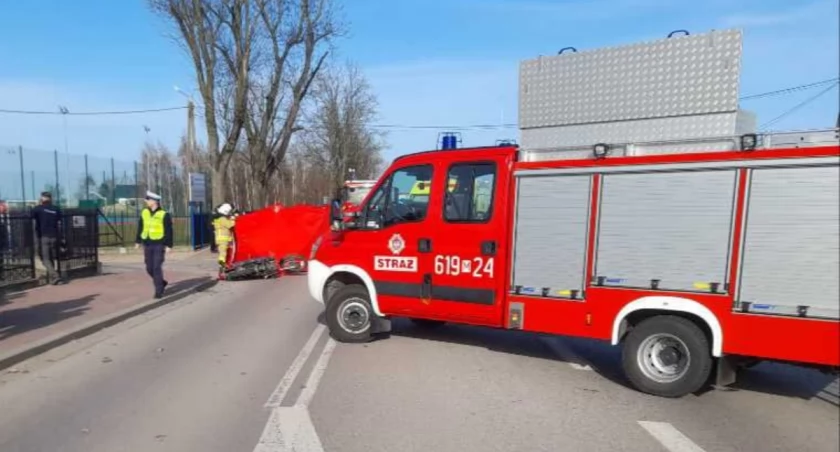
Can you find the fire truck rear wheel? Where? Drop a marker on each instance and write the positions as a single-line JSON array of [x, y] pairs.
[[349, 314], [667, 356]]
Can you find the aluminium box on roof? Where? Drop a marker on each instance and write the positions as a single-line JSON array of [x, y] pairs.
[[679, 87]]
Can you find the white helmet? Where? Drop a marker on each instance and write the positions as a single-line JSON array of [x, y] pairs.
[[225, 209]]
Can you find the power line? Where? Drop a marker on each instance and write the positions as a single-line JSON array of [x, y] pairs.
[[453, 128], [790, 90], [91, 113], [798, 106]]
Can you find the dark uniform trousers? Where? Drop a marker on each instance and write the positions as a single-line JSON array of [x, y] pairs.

**WHAT TO DO**: Lay out each line of the items above as a Markdown table with two columns, Row and Line, where Row numbers the lines in order. Skip blank lines and leave the pictures out.

**ANSWER FOR THIS EXERCISE**:
| Row | Line |
|---|---|
| 1 | Can you find the fire truck rear wheel? Where? Drop a marker on each instance and write the positions as a single-line JSON array of [x, y] pairs. |
| 2 | [[349, 314], [667, 356]] |
| 3 | Can you find the aluminium box on roof? Where? Drop a marker on each instance and write the positions as a single-line JSON array of [x, y] pairs. |
| 4 | [[679, 87]] |
| 5 | Can you find the white helmet? Where? Drop a marker on each instance and write the positions as a single-line JSON array of [x, y] pairs. |
| 6 | [[225, 209]] |
| 7 | Can you find the power line? Where? Drop a marker on each instance and write the positions as a single-line JSON array of [x, y] pairs. |
| 8 | [[453, 128], [790, 90], [91, 113], [798, 106]] |
| 9 | Can you find the dark uniform trousers? Where? Drop a marker on each instance and write the positions as a single-line JSON array of [x, y] pairs. |